# TASK DIRECTIONS:
Below is some material; set it all down exactly, apart from the pictures.

Point annotations for photos

>> start

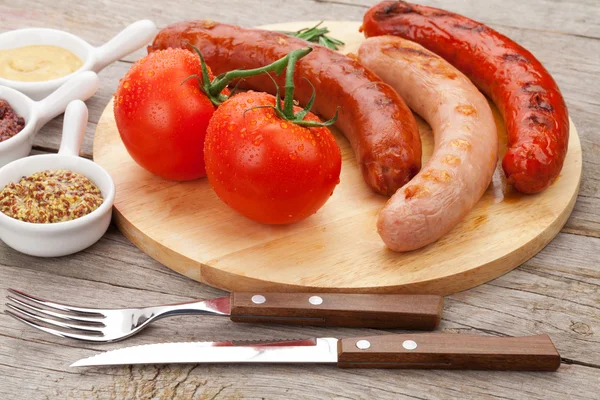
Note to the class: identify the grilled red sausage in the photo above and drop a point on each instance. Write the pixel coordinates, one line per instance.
(374, 118)
(533, 108)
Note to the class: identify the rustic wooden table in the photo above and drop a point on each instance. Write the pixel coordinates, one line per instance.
(557, 292)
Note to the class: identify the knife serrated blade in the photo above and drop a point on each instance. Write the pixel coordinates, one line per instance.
(321, 350)
(425, 350)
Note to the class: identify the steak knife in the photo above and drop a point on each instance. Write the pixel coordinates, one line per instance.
(416, 351)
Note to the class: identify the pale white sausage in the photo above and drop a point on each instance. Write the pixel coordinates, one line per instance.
(466, 142)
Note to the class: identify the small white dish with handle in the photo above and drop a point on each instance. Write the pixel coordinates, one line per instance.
(132, 38)
(38, 113)
(61, 238)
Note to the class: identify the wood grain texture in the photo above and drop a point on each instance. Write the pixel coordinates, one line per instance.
(556, 292)
(413, 312)
(187, 228)
(450, 351)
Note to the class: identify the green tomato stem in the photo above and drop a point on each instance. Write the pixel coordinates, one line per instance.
(213, 89)
(221, 82)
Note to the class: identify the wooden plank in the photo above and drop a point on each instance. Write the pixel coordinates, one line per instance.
(557, 292)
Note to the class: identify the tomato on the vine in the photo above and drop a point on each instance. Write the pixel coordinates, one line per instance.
(267, 168)
(163, 122)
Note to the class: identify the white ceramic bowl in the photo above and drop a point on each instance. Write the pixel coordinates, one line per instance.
(94, 59)
(38, 113)
(61, 238)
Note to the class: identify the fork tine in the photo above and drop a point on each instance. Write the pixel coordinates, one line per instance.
(52, 322)
(66, 317)
(51, 304)
(54, 331)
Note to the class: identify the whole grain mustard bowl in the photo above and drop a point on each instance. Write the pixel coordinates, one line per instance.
(60, 238)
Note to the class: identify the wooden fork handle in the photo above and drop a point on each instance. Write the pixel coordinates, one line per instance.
(449, 351)
(421, 312)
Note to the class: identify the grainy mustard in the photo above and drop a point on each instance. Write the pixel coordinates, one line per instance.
(50, 196)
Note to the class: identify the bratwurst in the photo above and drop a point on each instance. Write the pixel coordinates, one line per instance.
(380, 127)
(466, 142)
(533, 108)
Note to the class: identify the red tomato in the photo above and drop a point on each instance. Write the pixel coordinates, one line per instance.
(162, 122)
(268, 169)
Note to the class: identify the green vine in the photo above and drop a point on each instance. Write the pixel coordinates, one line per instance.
(212, 89)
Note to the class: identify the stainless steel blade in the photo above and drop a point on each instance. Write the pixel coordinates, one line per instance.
(218, 306)
(321, 350)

>> end

# COMPLETED TASK:
Note to the class: identify the grilled red sausage in the photo above and drop a point on each instance. Write the pixel coordinates, one line per instance.
(374, 118)
(533, 108)
Note to the class: identify the rustic wooden table in the photo above and drop a point on each instance. Write the pixel coordinates, one line per instance.
(557, 292)
Note to the class: identify the knife serrated blade in the photo above and drop a point on each instance. Write the pixel coordinates, one line per instance.
(321, 350)
(425, 350)
Note to the class: identify the steak knife in the photo above and drop a point on each instance. Write the pixel coordinates, one line per instance.
(416, 351)
Note to the class: identify the pale white sausage in the photo above and drop a point on each instance. Write the pixel coordinates, one line per instance.
(466, 142)
Note to the class: identify the small white dish with handle in the photo above and drop a point on each instance. Write the pixel coordinates, one line per instance.
(132, 38)
(38, 113)
(61, 238)
Note to the class: identify the wood grain texture in the photo above and drop a point on each instance. Write the pixel coordinates, one line per instance.
(556, 292)
(413, 312)
(187, 228)
(450, 351)
Note to the class: identify the green tomato stem in the photo above and drop a point on each instance. Write the pixel coordinates, one line per instance.
(213, 89)
(221, 82)
Note to the class: identify the wooden plank in the photo above and drop a point on each instance. Write the pixel coordinates, one line per instance.
(557, 292)
Note to the class: identify the tomato on the vine in the photo above and drop a point on each instance. Write the pixel coordinates, one line per instance.
(267, 168)
(163, 122)
Note to the class: identify the white ceramic bowl in the photo above and drop a point on each instance. Write the pixel coordinates, one line per instance.
(94, 59)
(38, 113)
(61, 238)
Note to the class: identify the fork tine in the photo above and drop a point on each instance. Write the pixel coordinates, one line per instance.
(52, 322)
(66, 317)
(51, 304)
(54, 331)
Note to the class: identify the whole grain mustard bowl in the photo above and drop a point on each instance. Write the pixel coordinates, one line per instance.
(60, 238)
Note to the class: identify the wooden fork handle in the photo above and drop a point on each instance. Write the pixel coordinates, one line per instance.
(449, 351)
(421, 312)
Note to the class: identify the grainy mustard in the photo above and drop a point on each instance. Write the pixel coordinates, one line per instance.
(50, 196)
Note to the class: identify the bratwurst in the photo above and drop a point on each instance. Write the pixel coordinates, one line per instance.
(380, 127)
(466, 142)
(533, 108)
Note to the class: identify the red tomato in the photo above and drop a point on each instance. Write the pixel coordinates, one line per instance.
(162, 122)
(268, 169)
Note to the class: identify the green vine in the photo above and drop a point on each instance. Write the pixel coordinates, one line per instance.
(212, 89)
Note to the class: identify the stainless steel blade in the photo above and drop a point on each instance. Write the pixel coordinates, one line per instance.
(218, 306)
(321, 350)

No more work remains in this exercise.